● **WHAT THE TASK ASKS**
Switch "Observed output" to "Recorded output" everywhere in the data below, and write the lines out again with nothing else altered. Omit the pictures from your answer.

● **MATERIAL TO PROCESS**
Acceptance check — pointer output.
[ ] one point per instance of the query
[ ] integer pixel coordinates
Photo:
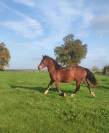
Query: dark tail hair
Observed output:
(91, 78)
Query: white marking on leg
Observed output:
(46, 92)
(93, 94)
(72, 95)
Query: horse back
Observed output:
(71, 73)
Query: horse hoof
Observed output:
(63, 94)
(72, 95)
(46, 92)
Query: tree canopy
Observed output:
(71, 51)
(4, 56)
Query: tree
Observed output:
(106, 70)
(71, 52)
(4, 56)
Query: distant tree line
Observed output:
(71, 52)
(4, 56)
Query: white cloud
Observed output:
(101, 24)
(28, 28)
(25, 26)
(25, 2)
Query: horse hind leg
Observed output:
(61, 93)
(49, 86)
(77, 88)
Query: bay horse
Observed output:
(60, 74)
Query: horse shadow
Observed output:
(38, 88)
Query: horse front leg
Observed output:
(77, 88)
(49, 86)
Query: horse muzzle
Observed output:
(40, 67)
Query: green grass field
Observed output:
(25, 109)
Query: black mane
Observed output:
(56, 64)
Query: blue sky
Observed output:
(32, 28)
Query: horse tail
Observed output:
(90, 78)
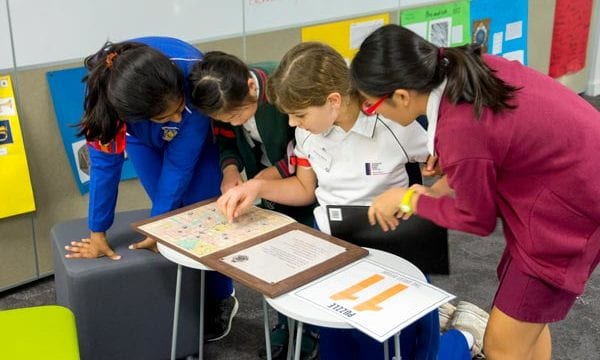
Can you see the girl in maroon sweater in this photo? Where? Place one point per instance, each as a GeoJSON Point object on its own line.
{"type": "Point", "coordinates": [511, 143]}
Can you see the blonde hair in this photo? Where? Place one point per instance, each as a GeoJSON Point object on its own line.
{"type": "Point", "coordinates": [307, 74]}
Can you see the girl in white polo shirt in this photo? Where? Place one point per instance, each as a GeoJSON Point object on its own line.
{"type": "Point", "coordinates": [343, 157]}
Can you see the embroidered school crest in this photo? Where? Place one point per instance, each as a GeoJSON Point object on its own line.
{"type": "Point", "coordinates": [169, 132]}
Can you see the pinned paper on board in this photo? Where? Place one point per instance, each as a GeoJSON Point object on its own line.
{"type": "Point", "coordinates": [444, 25]}
{"type": "Point", "coordinates": [345, 36]}
{"type": "Point", "coordinates": [500, 30]}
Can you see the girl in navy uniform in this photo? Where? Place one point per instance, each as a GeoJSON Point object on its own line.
{"type": "Point", "coordinates": [252, 136]}
{"type": "Point", "coordinates": [137, 100]}
{"type": "Point", "coordinates": [334, 142]}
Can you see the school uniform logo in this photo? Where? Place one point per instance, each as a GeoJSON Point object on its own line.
{"type": "Point", "coordinates": [169, 132]}
{"type": "Point", "coordinates": [376, 168]}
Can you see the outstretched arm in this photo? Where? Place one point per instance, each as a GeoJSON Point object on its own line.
{"type": "Point", "coordinates": [296, 190]}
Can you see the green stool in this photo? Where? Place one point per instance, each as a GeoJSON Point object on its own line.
{"type": "Point", "coordinates": [42, 332]}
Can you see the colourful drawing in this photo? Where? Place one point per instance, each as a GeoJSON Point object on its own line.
{"type": "Point", "coordinates": [204, 230]}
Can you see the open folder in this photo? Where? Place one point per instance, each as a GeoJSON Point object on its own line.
{"type": "Point", "coordinates": [417, 240]}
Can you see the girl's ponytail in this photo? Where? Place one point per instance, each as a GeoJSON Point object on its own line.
{"type": "Point", "coordinates": [393, 57]}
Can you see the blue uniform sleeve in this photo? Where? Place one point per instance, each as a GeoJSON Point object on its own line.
{"type": "Point", "coordinates": [105, 174]}
{"type": "Point", "coordinates": [180, 158]}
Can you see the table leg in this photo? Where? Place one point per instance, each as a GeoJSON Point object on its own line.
{"type": "Point", "coordinates": [298, 341]}
{"type": "Point", "coordinates": [397, 346]}
{"type": "Point", "coordinates": [291, 329]}
{"type": "Point", "coordinates": [176, 313]}
{"type": "Point", "coordinates": [267, 332]}
{"type": "Point", "coordinates": [386, 350]}
{"type": "Point", "coordinates": [201, 327]}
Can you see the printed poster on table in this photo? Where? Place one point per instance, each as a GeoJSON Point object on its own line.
{"type": "Point", "coordinates": [17, 194]}
{"type": "Point", "coordinates": [375, 299]}
{"type": "Point", "coordinates": [67, 92]}
{"type": "Point", "coordinates": [445, 25]}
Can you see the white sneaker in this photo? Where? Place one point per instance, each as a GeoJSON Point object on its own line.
{"type": "Point", "coordinates": [446, 311]}
{"type": "Point", "coordinates": [469, 317]}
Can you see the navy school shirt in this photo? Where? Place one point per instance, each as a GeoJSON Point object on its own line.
{"type": "Point", "coordinates": [181, 153]}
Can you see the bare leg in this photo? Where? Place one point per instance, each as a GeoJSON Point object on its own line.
{"type": "Point", "coordinates": [511, 339]}
{"type": "Point", "coordinates": [90, 248]}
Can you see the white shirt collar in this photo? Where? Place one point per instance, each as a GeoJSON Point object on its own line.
{"type": "Point", "coordinates": [364, 125]}
{"type": "Point", "coordinates": [433, 109]}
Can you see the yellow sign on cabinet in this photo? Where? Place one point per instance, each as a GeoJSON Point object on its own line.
{"type": "Point", "coordinates": [16, 194]}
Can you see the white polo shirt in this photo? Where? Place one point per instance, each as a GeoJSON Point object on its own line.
{"type": "Point", "coordinates": [354, 167]}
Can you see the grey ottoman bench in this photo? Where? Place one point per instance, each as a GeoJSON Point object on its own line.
{"type": "Point", "coordinates": [124, 308]}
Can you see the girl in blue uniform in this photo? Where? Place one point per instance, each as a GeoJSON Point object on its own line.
{"type": "Point", "coordinates": [138, 100]}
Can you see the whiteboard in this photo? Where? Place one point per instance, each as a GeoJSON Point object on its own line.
{"type": "Point", "coordinates": [48, 31]}
{"type": "Point", "coordinates": [5, 48]}
{"type": "Point", "coordinates": [264, 15]}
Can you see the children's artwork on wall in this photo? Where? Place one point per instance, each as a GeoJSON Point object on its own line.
{"type": "Point", "coordinates": [16, 193]}
{"type": "Point", "coordinates": [345, 36]}
{"type": "Point", "coordinates": [572, 20]}
{"type": "Point", "coordinates": [444, 25]}
{"type": "Point", "coordinates": [67, 92]}
{"type": "Point", "coordinates": [499, 29]}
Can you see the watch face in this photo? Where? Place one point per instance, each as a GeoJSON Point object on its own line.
{"type": "Point", "coordinates": [480, 33]}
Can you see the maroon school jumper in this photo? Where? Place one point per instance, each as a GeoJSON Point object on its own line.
{"type": "Point", "coordinates": [537, 167]}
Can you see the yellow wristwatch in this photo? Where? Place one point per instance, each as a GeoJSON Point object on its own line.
{"type": "Point", "coordinates": [406, 203]}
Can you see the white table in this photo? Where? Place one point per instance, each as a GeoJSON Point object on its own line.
{"type": "Point", "coordinates": [182, 260]}
{"type": "Point", "coordinates": [302, 312]}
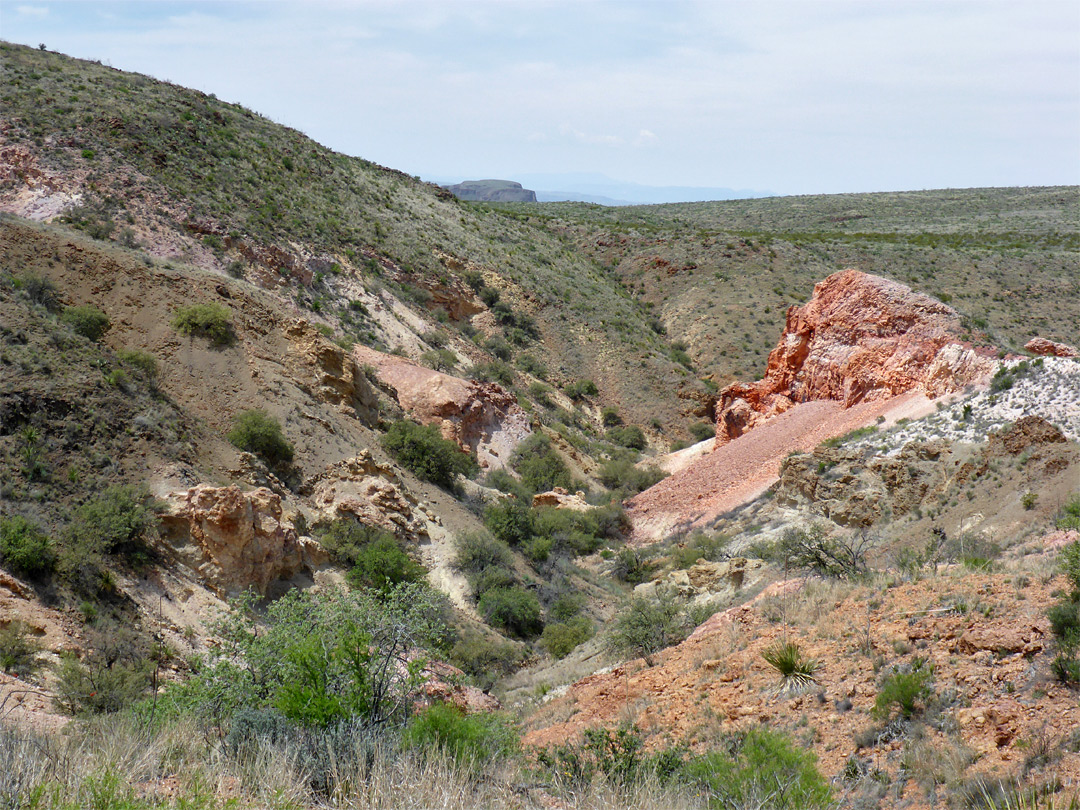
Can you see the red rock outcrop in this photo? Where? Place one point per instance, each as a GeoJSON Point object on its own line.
{"type": "Point", "coordinates": [860, 337]}
{"type": "Point", "coordinates": [235, 540]}
{"type": "Point", "coordinates": [1049, 348]}
{"type": "Point", "coordinates": [481, 417]}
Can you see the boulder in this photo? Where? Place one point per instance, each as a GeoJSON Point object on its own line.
{"type": "Point", "coordinates": [328, 373]}
{"type": "Point", "coordinates": [1051, 349]}
{"type": "Point", "coordinates": [558, 498]}
{"type": "Point", "coordinates": [480, 417]}
{"type": "Point", "coordinates": [372, 494]}
{"type": "Point", "coordinates": [237, 540]}
{"type": "Point", "coordinates": [860, 337]}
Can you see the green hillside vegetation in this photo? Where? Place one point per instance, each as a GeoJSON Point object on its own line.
{"type": "Point", "coordinates": [720, 275]}
{"type": "Point", "coordinates": [169, 159]}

● **RESPONSE**
Acceptance check — pointer output.
[ ] one point per instance of the query
[ ] integer pixel coordinates
Photo:
Query: dark tail hair
Recorded output:
(91, 78)
Query: white marking on leg
Recorded output:
(46, 92)
(93, 94)
(72, 95)
Query: horse back
Recorded output:
(71, 73)
Query: horse hoof
Recorded output:
(63, 94)
(72, 95)
(46, 92)
Query: tree canopy
Recorded output:
(71, 51)
(4, 56)
Query: tree
Recorded output:
(106, 70)
(71, 52)
(4, 56)
Query: distant tree line
Recorded output:
(71, 52)
(4, 56)
Query: white cloud
Recorded output:
(101, 24)
(28, 28)
(25, 26)
(25, 2)
Query: horse hind leg
Recorded output:
(61, 93)
(49, 86)
(77, 88)
Query: bay horse
Recorded output:
(60, 74)
Query: horse shadow
Recorded output:
(38, 88)
Query: horse front leg
Recorded output:
(77, 88)
(49, 86)
Query: horse muzzle
Recorded output:
(40, 67)
Query: green grass field
Recorded output:
(25, 109)
Query: black mane
Recorded output:
(56, 64)
Query: blue sky
Recorded output:
(32, 28)
Query: horse tail
Recorded output:
(90, 78)
Can you see the girl in maroon sweater in this photo? Where? Place one point per instance, each as a GeoJSON Point object on its own line.
{"type": "Point", "coordinates": [511, 143]}
Can you see the blonde hair in this photo? Where? Place one point per instance, each as a GeoJSON Point object on its own line.
{"type": "Point", "coordinates": [307, 74]}
Can you see the girl in white polo shirt in this photo? Where? Place one point per instance, each as a GeoJSON Point object on its own line.
{"type": "Point", "coordinates": [343, 157]}
Can you see the embroidered school crest in this photo? Where? Place one point per instance, each as a GeoJSON Point object on its own line.
{"type": "Point", "coordinates": [169, 132]}
Can you see the pinned paper on board in this photo? Where? Place one point per instance, each as a GeoJSON Point object on its own line.
{"type": "Point", "coordinates": [444, 25]}
{"type": "Point", "coordinates": [345, 36]}
{"type": "Point", "coordinates": [500, 30]}
Can you see the girl in navy uniform in this photo? Where? Place one point per instance, each as a GeoJSON Point object on its own line.
{"type": "Point", "coordinates": [252, 136]}
{"type": "Point", "coordinates": [137, 100]}
{"type": "Point", "coordinates": [334, 142]}
Can you see the school uniform logo in this photo? Where? Place one point per instance, each as a GeoJSON Point object on its own line.
{"type": "Point", "coordinates": [169, 132]}
{"type": "Point", "coordinates": [376, 168]}
Can you see the outstretched arm in this photo? Where? Place one point per instance, each as a GeoJSON Point object on its own line.
{"type": "Point", "coordinates": [296, 190]}
Can you see the green stool in this photo? Where? Place one point per instance, each as a GeoJSON Point object on its own line.
{"type": "Point", "coordinates": [42, 332]}
Can you see the colourful drawing in this photo? Where? Place one point per instance, each as a GeoJSON Point object on its own line.
{"type": "Point", "coordinates": [204, 230]}
Can you see the open folder in this photo? Where? Place one point per instance, each as a GeoJSON Point object on its own line.
{"type": "Point", "coordinates": [417, 240]}
Can you see the girl's ponytail in this photo? Where? Place one point per instance, each as a GeoJSON Point object on its own line.
{"type": "Point", "coordinates": [393, 57]}
Can you see the blue uniform sleeve in this photo? Where? Place one point per instance, each as a GeoJSON Point object on its own line.
{"type": "Point", "coordinates": [105, 174]}
{"type": "Point", "coordinates": [180, 158]}
Can you see the table leg in this photo? Where? Place one point per instance, each as a GeoJSON Point object on its own line.
{"type": "Point", "coordinates": [298, 341]}
{"type": "Point", "coordinates": [397, 346]}
{"type": "Point", "coordinates": [291, 329]}
{"type": "Point", "coordinates": [176, 313]}
{"type": "Point", "coordinates": [267, 332]}
{"type": "Point", "coordinates": [386, 350]}
{"type": "Point", "coordinates": [201, 327]}
Can you see the printed poster on table in this photo? Where? Place one point per instance, each as a GeoJSON Point object on its own line.
{"type": "Point", "coordinates": [17, 194]}
{"type": "Point", "coordinates": [375, 299]}
{"type": "Point", "coordinates": [67, 92]}
{"type": "Point", "coordinates": [445, 25]}
Can you see the white sneaker in this photo? Where? Place one point per instance, each as a GeoJSON Point object on its own line.
{"type": "Point", "coordinates": [446, 311]}
{"type": "Point", "coordinates": [469, 317]}
Can you see the navy school shirt in this photo? Where? Place one point per instance, each as a GeoJSON Point object on its own line.
{"type": "Point", "coordinates": [181, 153]}
Can you see the bare leg in this photo? Where? Place one point per instance, each as a GeoJSON Point object on its own line.
{"type": "Point", "coordinates": [511, 339]}
{"type": "Point", "coordinates": [90, 248]}
Can you see the white shirt collar in this photo? Where? Place one point per instance, each as a GeoJSON Point object on its own line.
{"type": "Point", "coordinates": [364, 125]}
{"type": "Point", "coordinates": [433, 109]}
Can you see the yellow sign on cabinet in this photo? Where? Place one point per instance, each as a GeoJSON Point object on its own line.
{"type": "Point", "coordinates": [16, 194]}
Can you see the white polo shirt in this photo? Where? Place one point per instance, each as a GeoJSON Point object on its own line.
{"type": "Point", "coordinates": [354, 167]}
Can you see the grey ottoman bench in this photo? Where? Place one point per instance, each as a GeoJSON Point object on its own line.
{"type": "Point", "coordinates": [124, 308]}
Can you see the girl in blue uniform in this photo? Where? Place one point per instance, each as a GeoJSON Point object on its own line.
{"type": "Point", "coordinates": [138, 100]}
Can you see the whiteboard in this photo? Where? Place one point per instance, each as a GeoJSON Point object on its own line.
{"type": "Point", "coordinates": [48, 31]}
{"type": "Point", "coordinates": [5, 48]}
{"type": "Point", "coordinates": [264, 15]}
Can you see the children's artwork on wall in this photo? Where? Place one point per instance, each as a GeoJSON Point object on its own line.
{"type": "Point", "coordinates": [16, 193]}
{"type": "Point", "coordinates": [345, 36]}
{"type": "Point", "coordinates": [572, 20]}
{"type": "Point", "coordinates": [444, 25]}
{"type": "Point", "coordinates": [67, 92]}
{"type": "Point", "coordinates": [499, 29]}
Can you see the watch face in this photo? Where? Place one point per instance, each as a GeoJSON Point object on its own line.
{"type": "Point", "coordinates": [480, 33]}
Can you see the maroon school jumper in this photo? Where? Place one point per instance, each as a GeoJSON Point object on its own line.
{"type": "Point", "coordinates": [537, 167]}
Can you see the yellow wristwatch in this photo? Where? Place one point per instance, each as a GeoJSON Point object on its own line.
{"type": "Point", "coordinates": [406, 203]}
Can you see the white table in this photo? Where? Place one point per instance, each as a GeoJSON Point object on its own line.
{"type": "Point", "coordinates": [182, 260]}
{"type": "Point", "coordinates": [302, 312]}
Can you see the red rock outcrop in this photo? Where? Place one point per instance, each as a GeoJSON Point object on its own line.
{"type": "Point", "coordinates": [860, 337]}
{"type": "Point", "coordinates": [235, 540]}
{"type": "Point", "coordinates": [1049, 348]}
{"type": "Point", "coordinates": [481, 417]}
Can you see the boulder in this photo? Where? Place one point per instance, each as a GeoJSON Point object on its own line.
{"type": "Point", "coordinates": [328, 373]}
{"type": "Point", "coordinates": [1051, 349]}
{"type": "Point", "coordinates": [558, 498]}
{"type": "Point", "coordinates": [480, 417]}
{"type": "Point", "coordinates": [372, 494]}
{"type": "Point", "coordinates": [237, 540]}
{"type": "Point", "coordinates": [860, 337]}
Can you see the green hillside vegetation in this photo? Where? Place one point per instance, each as a GeoJSON Point object on its own line.
{"type": "Point", "coordinates": [720, 275]}
{"type": "Point", "coordinates": [169, 159]}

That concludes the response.